◆ **WRITTEN PROBLEM**:
Print the listing below line for line, with nothing changed, left out, or added.

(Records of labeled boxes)

══════════

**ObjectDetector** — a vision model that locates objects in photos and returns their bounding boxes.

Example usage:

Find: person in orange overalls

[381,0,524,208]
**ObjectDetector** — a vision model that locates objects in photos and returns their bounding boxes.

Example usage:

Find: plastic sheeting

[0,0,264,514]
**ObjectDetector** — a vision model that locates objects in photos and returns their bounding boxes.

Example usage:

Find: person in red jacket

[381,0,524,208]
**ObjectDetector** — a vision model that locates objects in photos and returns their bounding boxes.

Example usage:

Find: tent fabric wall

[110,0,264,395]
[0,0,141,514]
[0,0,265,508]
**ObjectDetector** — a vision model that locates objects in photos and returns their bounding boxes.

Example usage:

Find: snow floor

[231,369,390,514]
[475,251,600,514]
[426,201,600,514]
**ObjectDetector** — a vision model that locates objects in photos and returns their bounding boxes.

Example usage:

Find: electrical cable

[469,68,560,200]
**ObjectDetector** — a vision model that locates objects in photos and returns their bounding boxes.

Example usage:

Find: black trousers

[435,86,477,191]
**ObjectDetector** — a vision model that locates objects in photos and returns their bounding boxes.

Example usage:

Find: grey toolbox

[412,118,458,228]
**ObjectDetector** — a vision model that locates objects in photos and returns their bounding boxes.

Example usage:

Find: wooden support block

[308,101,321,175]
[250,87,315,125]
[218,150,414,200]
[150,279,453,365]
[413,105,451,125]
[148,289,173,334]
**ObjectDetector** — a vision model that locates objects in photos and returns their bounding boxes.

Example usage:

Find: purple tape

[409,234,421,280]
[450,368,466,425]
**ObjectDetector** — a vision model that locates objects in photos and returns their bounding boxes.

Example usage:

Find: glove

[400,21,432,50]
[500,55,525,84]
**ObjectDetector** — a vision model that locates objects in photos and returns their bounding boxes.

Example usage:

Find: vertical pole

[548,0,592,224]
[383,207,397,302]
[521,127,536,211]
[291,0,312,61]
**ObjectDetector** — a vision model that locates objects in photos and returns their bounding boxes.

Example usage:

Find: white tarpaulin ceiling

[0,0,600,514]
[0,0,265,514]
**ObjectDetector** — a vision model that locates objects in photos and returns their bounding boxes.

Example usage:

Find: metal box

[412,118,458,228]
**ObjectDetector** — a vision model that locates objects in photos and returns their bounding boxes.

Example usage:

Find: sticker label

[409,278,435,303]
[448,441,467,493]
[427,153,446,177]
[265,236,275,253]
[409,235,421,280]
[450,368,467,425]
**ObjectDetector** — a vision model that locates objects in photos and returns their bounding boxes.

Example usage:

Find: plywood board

══════════

◆ **WRITTEN RESPONSE**:
**ObjectDetector** — a vision model that locates objects in photos and returns their bounding boxes.

Example usage:

Find: person in orange overalls

[381,0,524,208]
**ObjectDetector** — a vision model that locates objects in photos and returns their bounding boxes.

Example usage:

Find: plastic sheeting

[0,0,264,514]
**ObjectDetector** — a vision model that locates objects in photos and returns their bounding boxes.

Example usage:

Find: person in red jacket

[381,0,524,208]
**ObjectDetector** — a vision model that locates objects in photos and returns their bounding boxes.

Example usage:

Find: tent fabric wall

[110,0,264,395]
[0,0,141,514]
[0,0,265,508]
**ObjectDetector** — a vision model that locates objects in photos and returns their bounding boxes.

Example usage:

Find: snow floor

[231,369,390,514]
[475,251,600,514]
[426,201,600,514]
**ObjectDetector** — a vision model that locates objects in photos and returns their bounding boxes.

Example usage:

Find: electrical cable

[469,68,560,200]
**ObjectDetector** — a vision model that locates objects in photos and returns their bounding boxes.

Example usage:

Find: black trousers

[435,86,477,191]
**ObjectDetector** — a vision model that locates objects in photos and returns their bounding boxes.

Example usage:

Find: grey toolbox

[412,118,458,228]
**ObjectDetector** — a vision model that locates objects in photos and returns their bounding boxes.

Example usage:

Find: wooden support block

[308,101,321,175]
[250,87,315,125]
[218,150,414,200]
[150,279,453,365]
[413,105,451,125]
[148,289,173,334]
**ObjectDetector** — a vision model that locates objects in photos and returns their bounding boxes.

Example usage:

Find: purple tape

[409,234,421,280]
[450,368,466,425]
**ObjectDetector** — a vision model that locates objects in photos and returns their bounding boxes.

Example usage:

Find: glove

[400,21,432,50]
[500,55,525,84]
**ObjectDetector** — a vision model that locates objects in photos and returns their bounding boxes.

Example usage:

Find: vertical pole

[548,0,592,224]
[383,207,397,302]
[521,127,536,211]
[291,0,312,61]
**ObjectDetector** — a vision model that locates objects in photos and returns their bounding boxes.

Example usage:

Find: white tarpaulin ceiling

[0,0,600,514]
[0,0,265,514]
**ObjectDetector** — a vision model that locates objects in photos and returns their bounding boxes.

Example usage:

Find: metal box

[412,118,458,228]
**ObjectDetector** — a vision model that locates objects in photos and returns their bounding boxes.

Example usage:

Find: sticker label

[409,278,435,303]
[448,441,467,493]
[427,153,446,177]
[265,236,275,253]
[409,235,421,280]
[450,368,467,425]
**ObjectDetector** — a vision model that locates objects in photos and returns their bounding boxes.

Example usage:

Find: plywood board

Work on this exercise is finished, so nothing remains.